Data section:

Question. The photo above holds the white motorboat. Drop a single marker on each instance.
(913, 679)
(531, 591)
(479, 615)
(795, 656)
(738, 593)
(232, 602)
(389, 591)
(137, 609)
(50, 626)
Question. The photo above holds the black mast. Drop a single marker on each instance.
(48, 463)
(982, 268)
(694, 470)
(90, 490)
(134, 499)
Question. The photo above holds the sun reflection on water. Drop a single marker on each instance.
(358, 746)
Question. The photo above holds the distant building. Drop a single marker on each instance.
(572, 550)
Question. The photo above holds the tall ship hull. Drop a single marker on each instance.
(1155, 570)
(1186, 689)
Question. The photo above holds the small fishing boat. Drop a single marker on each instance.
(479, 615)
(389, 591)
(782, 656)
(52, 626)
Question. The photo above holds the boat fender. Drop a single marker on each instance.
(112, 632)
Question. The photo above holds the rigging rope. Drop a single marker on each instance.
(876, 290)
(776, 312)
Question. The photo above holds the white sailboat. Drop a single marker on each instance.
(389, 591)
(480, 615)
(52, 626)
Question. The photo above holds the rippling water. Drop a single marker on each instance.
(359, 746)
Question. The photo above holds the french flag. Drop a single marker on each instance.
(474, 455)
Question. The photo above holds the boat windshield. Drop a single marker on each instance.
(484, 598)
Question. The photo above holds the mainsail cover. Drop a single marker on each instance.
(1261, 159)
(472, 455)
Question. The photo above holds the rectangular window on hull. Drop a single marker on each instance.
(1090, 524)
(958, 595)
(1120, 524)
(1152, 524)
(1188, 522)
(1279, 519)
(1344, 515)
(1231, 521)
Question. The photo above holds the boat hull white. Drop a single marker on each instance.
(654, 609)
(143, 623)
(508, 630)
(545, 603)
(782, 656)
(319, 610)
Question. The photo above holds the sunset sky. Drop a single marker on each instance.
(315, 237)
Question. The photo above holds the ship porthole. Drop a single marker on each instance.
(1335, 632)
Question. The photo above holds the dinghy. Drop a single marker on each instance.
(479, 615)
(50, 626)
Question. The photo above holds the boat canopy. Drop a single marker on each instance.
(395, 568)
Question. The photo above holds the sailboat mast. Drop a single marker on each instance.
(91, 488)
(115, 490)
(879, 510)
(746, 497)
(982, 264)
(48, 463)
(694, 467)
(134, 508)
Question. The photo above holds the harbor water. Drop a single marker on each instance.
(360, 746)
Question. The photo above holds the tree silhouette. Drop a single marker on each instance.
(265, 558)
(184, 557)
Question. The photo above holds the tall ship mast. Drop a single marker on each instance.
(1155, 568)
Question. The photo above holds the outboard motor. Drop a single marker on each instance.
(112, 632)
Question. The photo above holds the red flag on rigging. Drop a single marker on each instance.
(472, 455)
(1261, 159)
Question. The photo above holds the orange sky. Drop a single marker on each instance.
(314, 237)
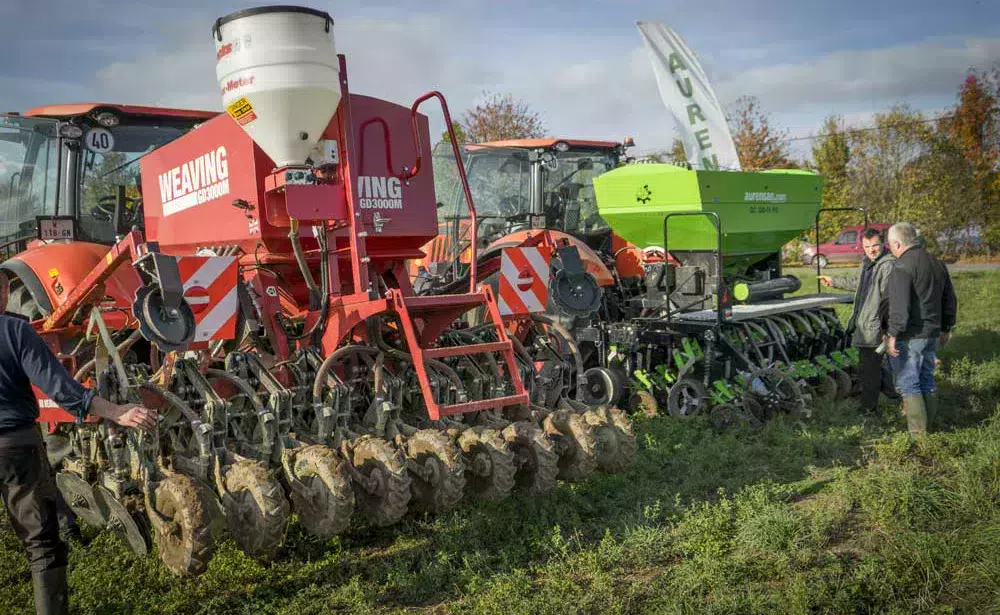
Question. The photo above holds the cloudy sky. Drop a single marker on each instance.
(581, 64)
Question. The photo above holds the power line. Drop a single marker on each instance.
(869, 128)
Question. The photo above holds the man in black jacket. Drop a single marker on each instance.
(27, 486)
(922, 310)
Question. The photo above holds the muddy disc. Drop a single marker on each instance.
(844, 383)
(535, 457)
(615, 441)
(79, 495)
(489, 463)
(384, 502)
(256, 509)
(185, 539)
(322, 494)
(576, 443)
(122, 522)
(644, 402)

What you have to do:
Every record must be copied exactly, with images dropped from the result.

Result:
Question. The photo above holds the white motorboat. Drop a single marker on each instance.
(913, 679)
(531, 591)
(479, 615)
(795, 656)
(738, 593)
(232, 602)
(389, 591)
(137, 609)
(50, 626)
Question. The photo above holds the black mast. Drop a single marker on each instance.
(48, 463)
(982, 268)
(694, 470)
(90, 490)
(134, 499)
Question. The photo above holds the sun reflection on water. Drop a single marker on each instance.
(358, 746)
Question. The photo above holds the distant building. Drop a single marker on each instance.
(572, 550)
Question. The photo above holds the tall ship hull. Drop a single marker on each instance.
(1155, 570)
(1186, 689)
Question. The photo above holds the small fishing boat. Drop a single marker on each instance.
(479, 615)
(389, 591)
(782, 656)
(52, 626)
Question. The photo above holds the boat fender. Drop a single marker on each instance.
(112, 632)
Question. The photo above holds the rigging rope. Drop a single marker on each instance.
(876, 290)
(776, 312)
Question. The photo above holds the white sailboat. Drop a single marker on each instance.
(389, 591)
(480, 615)
(52, 626)
Question. The photo above holds the rippling water. Drop a single marker on each instance.
(359, 746)
Question. The photo above holds the french flag. Drop a single marker on each instance.
(474, 455)
Question. The photo above holds the boat windshield. Drop a single marker on each instance.
(484, 598)
Question. The photo above holds the mainsail cover. Drop a single marker on each instance.
(1261, 159)
(472, 455)
Question. The photo above holds the rectangular window on hull. Drop a single marker on each instance.
(1090, 524)
(958, 595)
(1120, 524)
(1152, 524)
(1188, 522)
(1279, 519)
(1344, 515)
(1231, 521)
Question. The photo above holds the boat hull white. Drop a single marker on each instance.
(654, 609)
(143, 623)
(508, 630)
(545, 603)
(782, 656)
(319, 610)
Question. The photo above holds the sunset sky. Drop a single marker on each instance.
(315, 237)
Question. The photo above holds the ship porthole. Drop a single marker on each instance.
(1335, 632)
Question. The photo above holds the dinghy. Drop a single marker on each instance.
(479, 615)
(50, 626)
Question. The photo above holds the boat canopy. Drop a single marker on each instance.
(395, 568)
Question. The photo above holds the sailboat mast. Drop a single marker on each instance.
(91, 488)
(115, 490)
(879, 510)
(746, 497)
(982, 264)
(48, 463)
(694, 467)
(134, 508)
Question. The photo above holds the harbor water. Drop a single marker on each instance.
(360, 746)
Question. The photo above holds the tree silhouette. Drop a single marker on each instance.
(265, 558)
(184, 557)
Question. The photo above holds the tall ship mast. Drop a single marker on each instance.
(1155, 568)
Question. The photo above holds the outboard motor. Drop a single marker on each instance.
(112, 632)
Question. The photo above holds the red flag on rigging. Drop a single marker on each instance.
(472, 455)
(1261, 159)
Question. The photo above holds the orange sky. Drop a single marker on each instance.
(314, 237)
Question. The photo above holds the cloudy sky. Drop a single marker on each instance.
(581, 64)
Question. The photo above holds the power line. Drop a single marker on each instance.
(869, 128)
Question. The photo above holds the man in black jacket. Drop a single marker on each instance.
(27, 486)
(922, 310)
Question. The photo above holds the muddy disc. Drop a single marker on each instance.
(844, 383)
(535, 457)
(615, 441)
(79, 495)
(489, 463)
(384, 502)
(256, 509)
(185, 539)
(322, 494)
(576, 443)
(122, 522)
(644, 402)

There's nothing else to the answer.